** DOCUMENT EXCERPT **
/---

On cloud detection with multi-temporal data

A pair of data scientists’ experiences with their heads among the clouds

by Jernej Puc and Lojze Žust

Our story begins with Sinergise entering the Cloud Masking Inter-comparison Exercise (CMIX), an international collaborative initiative, which is expected to contribute to a better understanding of the strengths and weaknesses of different algorithms. As cloud masking is crucial for retrieval of accurate surface reflectances within atmospheric correction processes, taking part in the initiative presented us with an opportunity to reexamine our existing methods and consider potential alternatives. Specifically, a multi-temporal processor had been long on our radar, and it was high time we brought it about.


At Sinergise, we make extensive use of s2cloudless, our single-scene (mono-temporal) cloud detector. Publicly available since January 2018, it was developed as a fast machine learning algorithm, which could detect clouds in near real-time and give state-of-the-art results among the competition. Indeed, it performed well in validation on hand-labeled data provided by Hollstein et al.¹, as demonstrated in the original blog post, which covers the process of s2cloudless’ development.

s2cloudless appears to handle most situations properly.

However, there are certain scenarios, in which it misses the mark. Bright objects such as houses, dirt roads, beaches, desert sand, and snow, for example, are known to be potential sources of issues.

Examples of beaches, desert sand, and snow, which confuse the classifier.

Observing the reflectance values of misclassified pixels, they can appear so alike actual clouds that our current setup might be practically unable to distinguish between them. One way of tackling this problem would be to use additional context from the area surrounding the pixel, since one can usually discern between objects, such as houses and clouds, by their shape alone. A convolutional network might be apt for this approach, but can be too demanding for the amount of data that we are dealing with.

\---

** JOB 1 **
In the cloud detection excerpt, since when has s2cloudless been publicly available?

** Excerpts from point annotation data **
/---

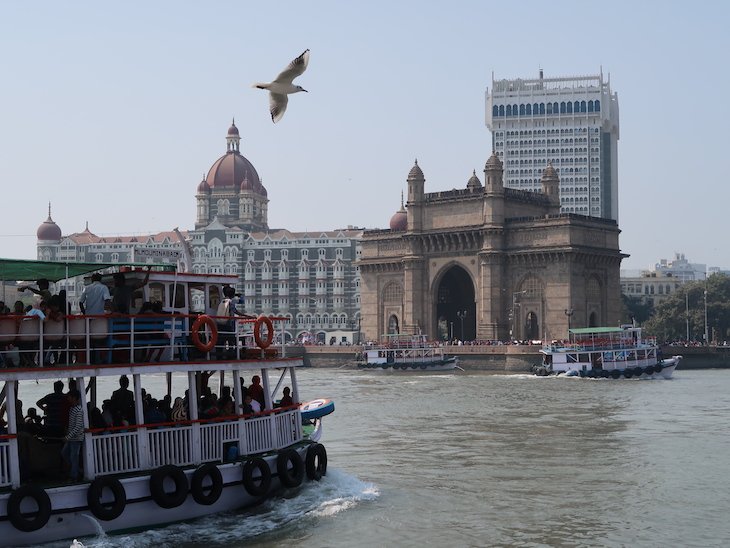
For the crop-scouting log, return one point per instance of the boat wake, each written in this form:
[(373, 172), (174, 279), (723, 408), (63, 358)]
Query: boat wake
[(286, 513)]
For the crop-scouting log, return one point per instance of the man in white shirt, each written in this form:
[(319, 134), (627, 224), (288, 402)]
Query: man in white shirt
[(96, 297)]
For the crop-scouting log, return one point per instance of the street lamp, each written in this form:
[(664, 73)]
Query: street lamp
[(514, 313), (569, 312), (707, 341), (461, 314)]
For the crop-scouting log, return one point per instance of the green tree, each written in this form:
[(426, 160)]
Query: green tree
[(685, 310)]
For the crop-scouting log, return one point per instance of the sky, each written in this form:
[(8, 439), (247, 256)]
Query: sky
[(114, 111)]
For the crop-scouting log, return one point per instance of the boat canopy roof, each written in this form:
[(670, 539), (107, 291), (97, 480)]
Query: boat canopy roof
[(588, 330), (53, 271)]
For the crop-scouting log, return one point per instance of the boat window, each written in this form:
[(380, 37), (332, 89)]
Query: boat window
[(178, 290), (214, 297), (156, 291)]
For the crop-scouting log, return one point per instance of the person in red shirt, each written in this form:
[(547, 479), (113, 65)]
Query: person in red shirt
[(256, 391)]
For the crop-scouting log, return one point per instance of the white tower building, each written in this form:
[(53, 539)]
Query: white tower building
[(571, 122)]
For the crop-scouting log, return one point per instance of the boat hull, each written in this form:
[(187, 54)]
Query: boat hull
[(71, 516), (445, 364)]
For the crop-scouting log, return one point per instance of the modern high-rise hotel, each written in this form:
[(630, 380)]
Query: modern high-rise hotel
[(569, 122)]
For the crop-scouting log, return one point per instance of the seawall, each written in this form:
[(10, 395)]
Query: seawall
[(512, 358)]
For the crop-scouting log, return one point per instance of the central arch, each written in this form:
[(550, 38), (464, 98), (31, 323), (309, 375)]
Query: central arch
[(455, 306)]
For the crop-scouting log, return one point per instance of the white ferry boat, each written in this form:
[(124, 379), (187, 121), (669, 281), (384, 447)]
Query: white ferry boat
[(407, 353), (204, 450), (606, 352)]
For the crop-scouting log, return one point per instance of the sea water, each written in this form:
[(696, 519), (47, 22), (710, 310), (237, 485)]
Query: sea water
[(475, 459)]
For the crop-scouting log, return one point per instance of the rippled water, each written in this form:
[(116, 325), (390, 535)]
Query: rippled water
[(473, 459)]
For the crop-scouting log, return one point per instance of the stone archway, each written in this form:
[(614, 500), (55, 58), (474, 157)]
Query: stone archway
[(455, 312)]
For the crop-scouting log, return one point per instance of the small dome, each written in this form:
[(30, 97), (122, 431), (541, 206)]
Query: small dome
[(399, 221), (474, 181), (494, 162), (49, 230), (203, 187), (415, 173)]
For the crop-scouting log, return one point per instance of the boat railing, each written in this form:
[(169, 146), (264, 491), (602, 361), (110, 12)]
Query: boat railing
[(26, 341), (147, 446), (5, 460)]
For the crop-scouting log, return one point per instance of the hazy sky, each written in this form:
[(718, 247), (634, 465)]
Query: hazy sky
[(113, 111)]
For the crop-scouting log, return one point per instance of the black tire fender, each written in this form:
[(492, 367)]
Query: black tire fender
[(290, 477), (316, 461), (29, 522), (214, 489), (106, 511), (264, 480), (157, 486)]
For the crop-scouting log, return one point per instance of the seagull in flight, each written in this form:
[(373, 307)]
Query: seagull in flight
[(282, 86)]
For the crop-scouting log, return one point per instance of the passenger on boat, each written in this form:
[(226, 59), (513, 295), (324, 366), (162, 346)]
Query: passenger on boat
[(256, 391), (43, 291), (179, 411), (286, 398), (33, 421), (74, 438), (226, 347), (123, 401), (95, 298), (122, 293), (55, 407), (250, 406)]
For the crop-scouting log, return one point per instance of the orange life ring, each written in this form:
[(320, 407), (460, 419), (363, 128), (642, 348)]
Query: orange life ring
[(197, 324), (257, 332)]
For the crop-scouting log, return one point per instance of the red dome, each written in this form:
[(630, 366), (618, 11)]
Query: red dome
[(230, 170), (203, 187), (399, 221), (49, 231)]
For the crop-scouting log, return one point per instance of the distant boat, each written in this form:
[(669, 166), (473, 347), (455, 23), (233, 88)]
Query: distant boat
[(406, 353), (606, 352)]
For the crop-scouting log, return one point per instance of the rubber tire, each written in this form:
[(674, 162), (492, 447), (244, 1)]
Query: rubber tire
[(216, 488), (316, 462), (157, 486), (256, 463), (290, 477), (106, 511), (19, 521)]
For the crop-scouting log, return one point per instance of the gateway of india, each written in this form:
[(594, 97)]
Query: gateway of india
[(488, 262)]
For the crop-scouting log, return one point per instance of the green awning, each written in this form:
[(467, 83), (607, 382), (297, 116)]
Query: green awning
[(28, 270), (584, 330)]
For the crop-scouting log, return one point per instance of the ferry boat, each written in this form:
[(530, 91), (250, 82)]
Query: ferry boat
[(606, 352), (204, 450), (406, 353)]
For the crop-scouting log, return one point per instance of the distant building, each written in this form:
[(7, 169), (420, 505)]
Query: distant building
[(655, 285), (489, 262), (572, 122), (86, 246), (308, 277)]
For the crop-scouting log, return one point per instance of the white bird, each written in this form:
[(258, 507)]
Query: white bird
[(281, 86)]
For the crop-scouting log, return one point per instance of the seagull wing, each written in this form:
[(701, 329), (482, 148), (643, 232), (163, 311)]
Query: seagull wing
[(295, 68), (277, 105)]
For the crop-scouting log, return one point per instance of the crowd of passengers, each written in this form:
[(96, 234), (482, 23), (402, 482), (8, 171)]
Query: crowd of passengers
[(119, 410), (95, 300)]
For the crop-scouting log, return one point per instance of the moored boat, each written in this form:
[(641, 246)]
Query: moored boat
[(212, 452), (606, 352), (406, 353)]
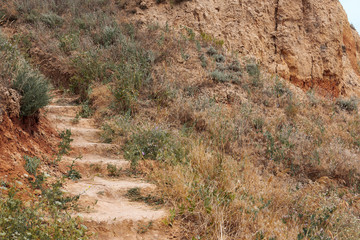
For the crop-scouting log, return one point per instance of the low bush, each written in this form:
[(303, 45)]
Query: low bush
[(32, 164), (350, 105), (34, 89), (36, 220), (154, 144), (18, 74), (52, 20)]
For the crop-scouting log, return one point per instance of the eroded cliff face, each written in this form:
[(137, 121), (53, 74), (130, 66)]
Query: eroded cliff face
[(309, 42)]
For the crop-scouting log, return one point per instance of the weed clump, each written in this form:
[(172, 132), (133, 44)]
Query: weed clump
[(154, 144), (350, 105), (34, 90), (52, 20)]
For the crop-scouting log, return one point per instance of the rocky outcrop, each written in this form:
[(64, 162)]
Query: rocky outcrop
[(309, 42)]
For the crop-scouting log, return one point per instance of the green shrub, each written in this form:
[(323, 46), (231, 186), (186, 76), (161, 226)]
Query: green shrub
[(108, 36), (64, 145), (36, 220), (219, 58), (280, 89), (154, 144), (211, 51), (31, 165), (220, 76), (203, 60), (223, 76), (34, 89), (52, 20), (72, 173), (350, 105), (113, 170)]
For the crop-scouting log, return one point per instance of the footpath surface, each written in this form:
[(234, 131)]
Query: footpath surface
[(103, 203)]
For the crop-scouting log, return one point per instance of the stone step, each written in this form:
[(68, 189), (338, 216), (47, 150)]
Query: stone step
[(109, 202), (68, 111), (84, 147)]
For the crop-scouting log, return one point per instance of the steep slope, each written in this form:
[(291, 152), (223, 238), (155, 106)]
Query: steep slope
[(103, 204), (307, 42)]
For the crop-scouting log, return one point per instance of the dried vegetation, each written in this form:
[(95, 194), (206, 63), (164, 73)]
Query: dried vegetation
[(237, 153)]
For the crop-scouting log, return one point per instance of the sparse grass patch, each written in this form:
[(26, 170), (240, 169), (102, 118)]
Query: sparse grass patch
[(113, 171), (350, 105), (154, 144), (32, 164)]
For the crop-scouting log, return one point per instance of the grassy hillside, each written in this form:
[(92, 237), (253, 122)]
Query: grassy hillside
[(237, 153)]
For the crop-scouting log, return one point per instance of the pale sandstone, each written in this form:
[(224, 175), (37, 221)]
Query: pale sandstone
[(308, 42)]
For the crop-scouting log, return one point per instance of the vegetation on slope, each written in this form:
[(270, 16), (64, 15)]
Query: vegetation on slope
[(237, 153), (18, 74)]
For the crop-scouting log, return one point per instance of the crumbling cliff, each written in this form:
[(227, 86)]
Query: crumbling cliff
[(308, 42)]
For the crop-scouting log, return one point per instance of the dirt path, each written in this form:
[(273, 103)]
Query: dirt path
[(103, 203)]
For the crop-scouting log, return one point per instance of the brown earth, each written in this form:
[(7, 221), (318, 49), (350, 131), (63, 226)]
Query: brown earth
[(307, 42), (104, 206), (18, 138)]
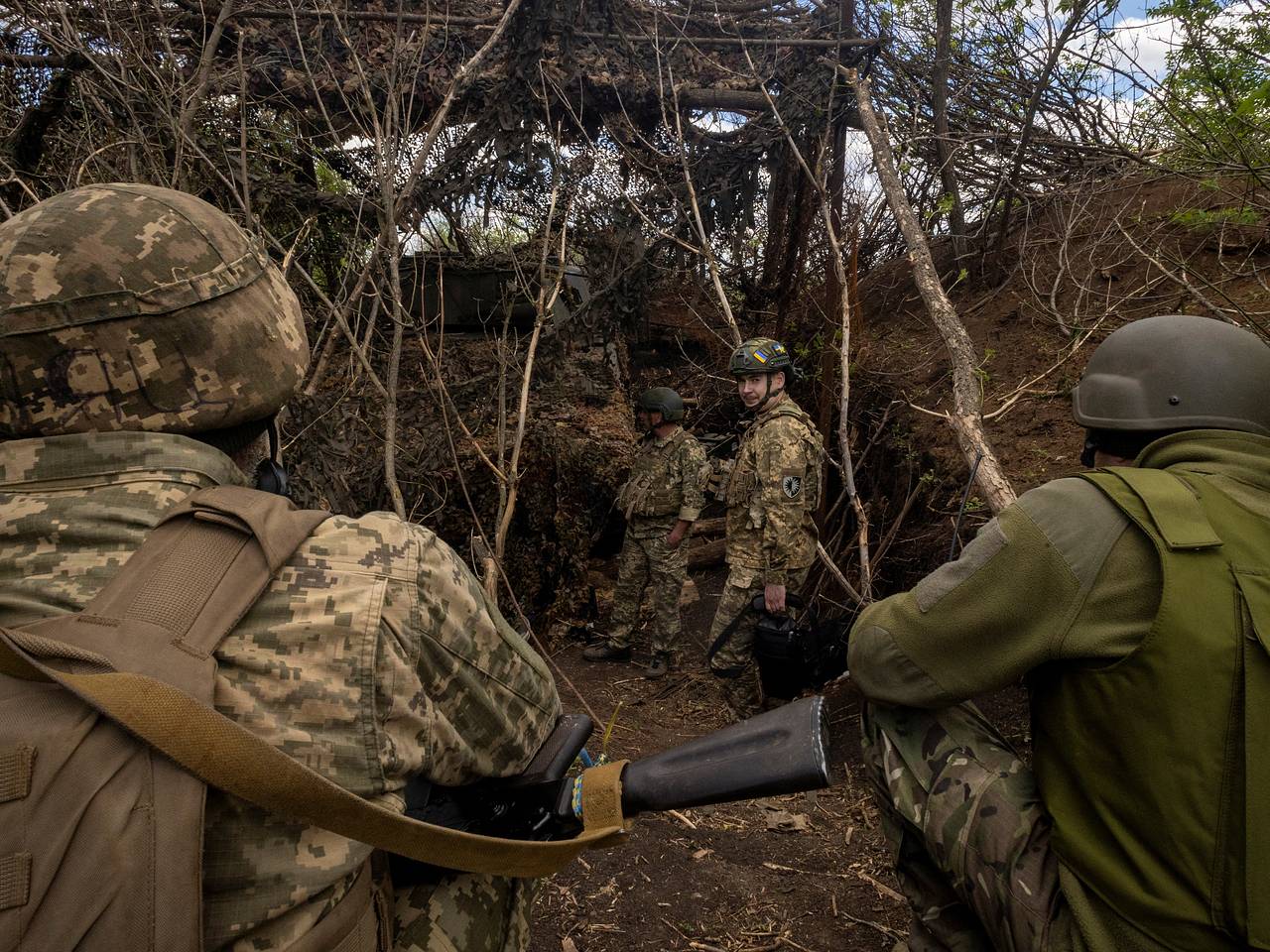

\---

** JOB 2 **
Transcribe the listing lines between the line holding "the seagull in" and the line holding "[(282, 86)]", inclusive.

** FULL SOLUTION 1 **
Since January 2018.

** FULL SOLUTION 2 **
For the crop-scouting log, return one point per instance of the seagull in flight, each written in this form:
[(373, 307)]
Query: seagull in flight
[(282, 86)]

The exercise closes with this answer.